Requirements: Copy out the lines below, replacing "bokeh light spot" with "out-of-focus highlight" throughout and keeping everything else the same. Omit the pictures.
---+---
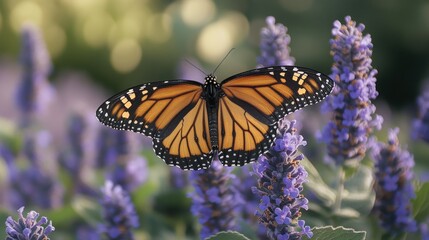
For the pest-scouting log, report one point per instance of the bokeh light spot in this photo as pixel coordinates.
(214, 41)
(158, 28)
(219, 37)
(96, 28)
(197, 12)
(25, 12)
(125, 55)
---+---
Written response:
For the pest-scouting log, report one point per instance of the out-of-focus highlight in this photo as pixel coordinates.
(214, 41)
(158, 28)
(219, 37)
(96, 28)
(197, 12)
(25, 12)
(125, 55)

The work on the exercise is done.